--- Work instructions ---
Your job is to set down the stretch of entries that opens with the line containing "positive clicks: (747, 246)" and closes with the line containing "140L335 146V284L338 167L346". Keep both end lines, copy each exactly, and add nothing.

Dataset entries

+++

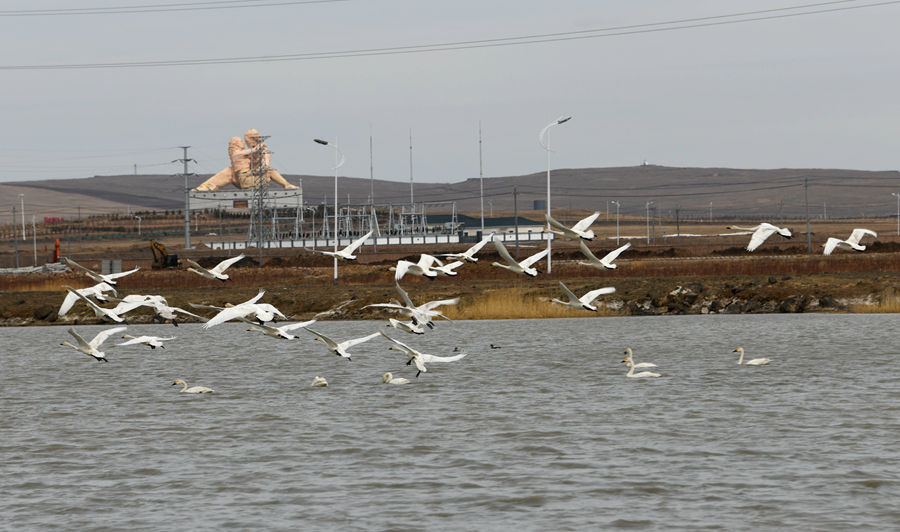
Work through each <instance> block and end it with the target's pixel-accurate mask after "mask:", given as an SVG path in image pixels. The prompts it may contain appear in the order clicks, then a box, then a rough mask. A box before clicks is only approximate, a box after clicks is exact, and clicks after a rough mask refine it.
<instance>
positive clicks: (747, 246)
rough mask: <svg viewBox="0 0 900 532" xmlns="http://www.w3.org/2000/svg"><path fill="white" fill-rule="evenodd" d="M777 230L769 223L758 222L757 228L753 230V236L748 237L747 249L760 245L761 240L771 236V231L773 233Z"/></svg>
mask: <svg viewBox="0 0 900 532" xmlns="http://www.w3.org/2000/svg"><path fill="white" fill-rule="evenodd" d="M777 230H778V228H777V227H775V226H773V225H771V224H765V223H764V224H759V229H757V230H756V231H754V232H753V236H751V237H750V243H749V244H747V251H753V250H755V249H756V248H758V247H759V246H760V245H762V243H763V242H765V241H766V239H767V238H769V237H770V236H772V233H775V232H776V231H777Z"/></svg>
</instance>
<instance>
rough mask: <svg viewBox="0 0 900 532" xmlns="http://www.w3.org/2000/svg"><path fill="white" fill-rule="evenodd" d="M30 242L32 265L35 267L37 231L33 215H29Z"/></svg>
mask: <svg viewBox="0 0 900 532" xmlns="http://www.w3.org/2000/svg"><path fill="white" fill-rule="evenodd" d="M31 241H32V245H33V246H34V265H35V266H37V229H36V228H35V225H34V213H32V214H31Z"/></svg>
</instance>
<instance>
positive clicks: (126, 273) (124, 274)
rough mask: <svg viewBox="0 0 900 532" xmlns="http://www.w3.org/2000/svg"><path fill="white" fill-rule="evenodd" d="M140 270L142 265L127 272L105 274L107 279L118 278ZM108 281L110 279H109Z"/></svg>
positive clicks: (109, 273)
mask: <svg viewBox="0 0 900 532" xmlns="http://www.w3.org/2000/svg"><path fill="white" fill-rule="evenodd" d="M138 270H140V267H136V268H134V269H132V270H128V271H127V272H119V273H108V274H106V275H104V276H103V277H105V278H106V279H118V278H119V277H125V276H126V275H131V274H132V273H134V272H136V271H138ZM107 282H108V281H107Z"/></svg>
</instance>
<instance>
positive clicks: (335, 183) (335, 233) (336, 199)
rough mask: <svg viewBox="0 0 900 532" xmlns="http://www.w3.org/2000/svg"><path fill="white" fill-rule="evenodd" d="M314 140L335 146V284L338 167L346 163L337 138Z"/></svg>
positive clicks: (334, 207) (334, 208)
mask: <svg viewBox="0 0 900 532" xmlns="http://www.w3.org/2000/svg"><path fill="white" fill-rule="evenodd" d="M313 141H314V142H317V143H319V144H321V145H323V146H331V147H332V148H334V168H333V170H334V252H335V256H334V284H337V254H336V253H337V241H338V230H337V229H338V226H337V215H338V212H337V169H338V168H340V167H341V166H343V165H344V152H342V151H341V149H340V148H338V146H337V140H335V141H334V142H328V141H327V140H322V139H313Z"/></svg>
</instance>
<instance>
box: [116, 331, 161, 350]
mask: <svg viewBox="0 0 900 532" xmlns="http://www.w3.org/2000/svg"><path fill="white" fill-rule="evenodd" d="M122 338H128V339H129V340H128V341H127V342H122V343H121V344H116V345H137V344H144V345H146V346H148V347H150V349H156V348H157V347H159V348H161V349H165V348H166V346H164V345H163V342H167V341H169V340H174V339H175V337H174V336H170V337H168V338H163V337H161V336H131V335H130V334H123V335H122Z"/></svg>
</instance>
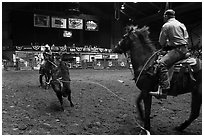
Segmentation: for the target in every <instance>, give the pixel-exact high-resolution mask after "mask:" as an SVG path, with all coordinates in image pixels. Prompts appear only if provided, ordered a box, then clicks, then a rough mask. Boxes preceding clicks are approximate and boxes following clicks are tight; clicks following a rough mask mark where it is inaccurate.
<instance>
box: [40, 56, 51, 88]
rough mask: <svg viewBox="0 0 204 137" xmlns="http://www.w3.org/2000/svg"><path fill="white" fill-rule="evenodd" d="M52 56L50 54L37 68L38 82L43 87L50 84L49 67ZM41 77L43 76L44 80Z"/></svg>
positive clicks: (49, 73)
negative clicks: (39, 75)
mask: <svg viewBox="0 0 204 137" xmlns="http://www.w3.org/2000/svg"><path fill="white" fill-rule="evenodd" d="M53 59H54V57H53V56H50V57H49V58H48V59H47V60H46V62H45V63H44V64H43V65H41V66H40V70H39V74H40V76H39V82H40V86H41V87H45V89H48V86H49V85H50V79H51V75H52V74H51V68H52V65H54V64H53V63H52V62H53ZM43 77H44V78H45V81H43Z"/></svg>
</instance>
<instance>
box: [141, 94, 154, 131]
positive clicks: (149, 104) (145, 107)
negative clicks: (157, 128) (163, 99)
mask: <svg viewBox="0 0 204 137" xmlns="http://www.w3.org/2000/svg"><path fill="white" fill-rule="evenodd" d="M143 101H144V109H145V118H144V128H145V129H147V130H149V131H150V127H151V124H150V114H151V105H152V96H151V95H149V94H148V93H145V94H144V98H143Z"/></svg>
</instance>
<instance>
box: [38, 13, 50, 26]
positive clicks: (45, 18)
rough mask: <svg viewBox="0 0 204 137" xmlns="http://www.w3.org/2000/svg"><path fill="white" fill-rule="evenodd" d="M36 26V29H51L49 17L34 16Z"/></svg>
mask: <svg viewBox="0 0 204 137" xmlns="http://www.w3.org/2000/svg"><path fill="white" fill-rule="evenodd" d="M34 26H35V27H49V26H50V18H49V16H46V15H39V14H34Z"/></svg>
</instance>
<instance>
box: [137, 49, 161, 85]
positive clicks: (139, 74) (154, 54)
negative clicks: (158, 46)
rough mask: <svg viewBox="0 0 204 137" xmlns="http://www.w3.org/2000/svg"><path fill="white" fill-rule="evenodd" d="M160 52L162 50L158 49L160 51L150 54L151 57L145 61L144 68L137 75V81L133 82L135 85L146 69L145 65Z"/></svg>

+++

--- Exercise response ---
positive clicks: (747, 246)
rough mask: <svg viewBox="0 0 900 532" xmlns="http://www.w3.org/2000/svg"><path fill="white" fill-rule="evenodd" d="M777 230L769 223L758 222L757 228L753 230V236L748 237L747 249L760 245L761 240L771 236V231L773 233Z"/></svg>
mask: <svg viewBox="0 0 900 532" xmlns="http://www.w3.org/2000/svg"><path fill="white" fill-rule="evenodd" d="M777 230H778V228H777V227H775V226H773V225H771V224H765V223H764V224H759V229H757V230H756V231H754V232H753V236H751V237H750V243H749V244H747V251H753V250H755V249H756V248H758V247H759V246H760V245H762V243H763V242H765V241H766V239H767V238H769V237H770V236H772V233H775V232H776V231H777Z"/></svg>
</instance>
<instance>
rough mask: <svg viewBox="0 0 900 532" xmlns="http://www.w3.org/2000/svg"><path fill="white" fill-rule="evenodd" d="M30 242L32 265L35 267L37 231L33 215H29Z"/></svg>
mask: <svg viewBox="0 0 900 532" xmlns="http://www.w3.org/2000/svg"><path fill="white" fill-rule="evenodd" d="M31 241H32V245H33V246H34V265H35V266H37V229H36V228H35V225H34V213H32V214H31Z"/></svg>
</instance>
<instance>
positive clicks: (126, 273) (124, 274)
rough mask: <svg viewBox="0 0 900 532" xmlns="http://www.w3.org/2000/svg"><path fill="white" fill-rule="evenodd" d="M140 270L142 265L127 272L105 274L107 279L118 278ZM108 281L110 279H109Z"/></svg>
positive clicks: (109, 273)
mask: <svg viewBox="0 0 900 532" xmlns="http://www.w3.org/2000/svg"><path fill="white" fill-rule="evenodd" d="M138 270H140V267H136V268H134V269H132V270H128V271H127V272H119V273H108V274H106V275H104V276H103V277H105V278H106V279H118V278H119V277H125V276H126V275H131V274H132V273H134V272H136V271H138ZM107 282H108V281H107Z"/></svg>
</instance>
<instance>
positive clicks: (335, 183) (335, 233) (336, 199)
rough mask: <svg viewBox="0 0 900 532" xmlns="http://www.w3.org/2000/svg"><path fill="white" fill-rule="evenodd" d="M314 140L335 146V284L338 167L346 163L337 138Z"/></svg>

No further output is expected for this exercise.